§ Source excerpt:
** Begin **

Source Group 5 Transport

POPs emissions from transport (road and off-road vehicles) result from incomplete combustion of fuel in engines. Levels of PCDD/PCDF and other unintentional POPs in exhaust gases from vehicles depend on many factors including the type of engine, its maintenance condition and age, technologies of emission reduction applied (catalysts), type and quality of fuel, driving conditions, ambient conditions etc. The assessment of the impacts of these factors on releases is very important, especially when considering the growth in the number of cars. For the purpose of developing a PCDD/PCDF emission inventory, a simple methodology can be used, where PCDD/PCDF emission rates are considered as a function of the type of engine and type of fuel. The impact of these two parameters on PCDD/PCDF concentrations in exhaust gases are among the most studied. Thus, Toolkit emission factors are given according to the type of combustion engine, the type of fuel, and the emission reduction technology applied (catalysts).

Four source categories are included in this group (see Table II.5.1): 4-stroke engines (gasoline fueled engines with spark ignition), 2-stroke engines (gasoline fueled engines with spark ignition), Diesel engines (Diesel fueled engines with compression ignition), and heavy oil fueled engines (mostly turbines). These types of engines are dominant in the transport sector. In addition, other types of engines are also used such as Wankel rotary engines, gas generators etc. These are nevertheless less frequent and may be included into the existing Toolkit categories.

** End **

In the passage on transport emissions, which two parameters determine PCDD/PCDF emission rates in the simple methodology for an emission inventory?

§ Material supplied:
** Begin **

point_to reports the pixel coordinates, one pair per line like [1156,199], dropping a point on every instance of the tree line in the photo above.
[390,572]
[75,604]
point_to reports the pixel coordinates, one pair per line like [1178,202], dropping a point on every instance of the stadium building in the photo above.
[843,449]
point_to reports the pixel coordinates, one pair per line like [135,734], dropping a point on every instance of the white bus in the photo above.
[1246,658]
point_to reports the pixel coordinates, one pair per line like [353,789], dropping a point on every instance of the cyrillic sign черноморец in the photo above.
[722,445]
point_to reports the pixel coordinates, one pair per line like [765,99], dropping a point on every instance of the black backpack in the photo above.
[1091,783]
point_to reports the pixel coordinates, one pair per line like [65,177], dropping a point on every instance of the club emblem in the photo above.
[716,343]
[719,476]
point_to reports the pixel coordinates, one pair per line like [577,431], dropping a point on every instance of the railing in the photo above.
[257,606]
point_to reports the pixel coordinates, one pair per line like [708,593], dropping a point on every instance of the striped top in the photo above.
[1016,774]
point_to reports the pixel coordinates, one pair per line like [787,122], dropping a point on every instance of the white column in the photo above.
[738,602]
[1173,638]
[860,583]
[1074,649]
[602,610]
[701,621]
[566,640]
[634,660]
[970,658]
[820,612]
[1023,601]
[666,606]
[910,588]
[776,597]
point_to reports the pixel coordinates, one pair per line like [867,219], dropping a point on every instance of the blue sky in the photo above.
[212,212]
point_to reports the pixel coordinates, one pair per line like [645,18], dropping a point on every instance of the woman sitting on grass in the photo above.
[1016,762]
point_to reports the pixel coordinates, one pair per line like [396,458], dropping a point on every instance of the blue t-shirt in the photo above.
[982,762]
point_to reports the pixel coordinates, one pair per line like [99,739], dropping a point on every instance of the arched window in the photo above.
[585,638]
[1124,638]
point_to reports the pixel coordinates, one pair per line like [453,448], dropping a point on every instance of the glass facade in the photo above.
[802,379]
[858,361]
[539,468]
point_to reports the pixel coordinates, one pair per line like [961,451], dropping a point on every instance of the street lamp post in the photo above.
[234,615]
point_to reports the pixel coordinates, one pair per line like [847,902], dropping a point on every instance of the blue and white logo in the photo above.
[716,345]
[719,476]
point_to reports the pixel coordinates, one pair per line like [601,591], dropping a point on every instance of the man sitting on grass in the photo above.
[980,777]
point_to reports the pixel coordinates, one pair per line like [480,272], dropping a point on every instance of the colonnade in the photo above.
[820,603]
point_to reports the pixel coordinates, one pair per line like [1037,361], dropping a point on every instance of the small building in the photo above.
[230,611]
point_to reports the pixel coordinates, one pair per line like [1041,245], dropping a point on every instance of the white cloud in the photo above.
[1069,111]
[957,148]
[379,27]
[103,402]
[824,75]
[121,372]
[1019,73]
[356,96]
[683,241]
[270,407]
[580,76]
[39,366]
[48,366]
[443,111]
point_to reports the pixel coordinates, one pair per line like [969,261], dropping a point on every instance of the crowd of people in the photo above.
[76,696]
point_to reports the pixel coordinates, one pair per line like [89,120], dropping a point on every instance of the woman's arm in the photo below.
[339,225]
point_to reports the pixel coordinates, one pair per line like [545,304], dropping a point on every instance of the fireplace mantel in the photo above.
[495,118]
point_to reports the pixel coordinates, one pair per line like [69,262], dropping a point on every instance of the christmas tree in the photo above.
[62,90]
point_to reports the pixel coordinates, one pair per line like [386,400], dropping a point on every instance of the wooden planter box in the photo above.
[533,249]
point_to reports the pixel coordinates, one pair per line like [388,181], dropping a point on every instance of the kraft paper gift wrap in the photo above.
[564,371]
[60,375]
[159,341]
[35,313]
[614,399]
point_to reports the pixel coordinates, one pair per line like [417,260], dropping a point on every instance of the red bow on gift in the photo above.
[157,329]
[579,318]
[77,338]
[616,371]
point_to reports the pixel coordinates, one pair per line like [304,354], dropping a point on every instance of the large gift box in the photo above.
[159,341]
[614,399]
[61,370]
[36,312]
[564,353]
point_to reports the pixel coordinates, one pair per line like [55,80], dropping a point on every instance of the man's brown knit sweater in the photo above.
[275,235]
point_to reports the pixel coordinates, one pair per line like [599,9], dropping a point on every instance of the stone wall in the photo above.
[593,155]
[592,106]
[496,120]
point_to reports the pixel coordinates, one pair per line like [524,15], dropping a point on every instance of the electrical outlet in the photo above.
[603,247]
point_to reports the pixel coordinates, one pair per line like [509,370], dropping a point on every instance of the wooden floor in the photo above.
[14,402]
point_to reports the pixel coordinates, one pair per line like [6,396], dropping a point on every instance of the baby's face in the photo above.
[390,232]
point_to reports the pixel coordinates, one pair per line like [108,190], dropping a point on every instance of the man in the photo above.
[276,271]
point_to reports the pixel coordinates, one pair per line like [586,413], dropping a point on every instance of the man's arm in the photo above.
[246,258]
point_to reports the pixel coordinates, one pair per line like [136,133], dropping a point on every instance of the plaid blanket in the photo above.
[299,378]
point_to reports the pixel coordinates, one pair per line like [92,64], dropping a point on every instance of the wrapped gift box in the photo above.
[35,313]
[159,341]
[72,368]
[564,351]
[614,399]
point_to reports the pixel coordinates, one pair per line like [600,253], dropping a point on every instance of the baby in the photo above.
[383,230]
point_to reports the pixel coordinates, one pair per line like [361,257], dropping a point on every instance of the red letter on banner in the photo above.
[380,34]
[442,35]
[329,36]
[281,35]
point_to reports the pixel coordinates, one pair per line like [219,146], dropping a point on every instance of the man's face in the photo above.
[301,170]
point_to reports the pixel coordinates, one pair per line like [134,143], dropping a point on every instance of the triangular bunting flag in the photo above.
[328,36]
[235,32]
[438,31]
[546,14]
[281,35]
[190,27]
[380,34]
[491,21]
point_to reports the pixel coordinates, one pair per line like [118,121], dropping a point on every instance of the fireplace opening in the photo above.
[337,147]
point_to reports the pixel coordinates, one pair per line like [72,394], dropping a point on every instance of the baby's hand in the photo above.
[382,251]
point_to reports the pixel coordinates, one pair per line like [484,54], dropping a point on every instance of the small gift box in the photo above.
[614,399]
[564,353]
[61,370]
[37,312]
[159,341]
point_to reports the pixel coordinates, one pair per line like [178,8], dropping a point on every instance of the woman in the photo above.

** End **

§ Answer to this exercise:
The type of engine and the type of fuel.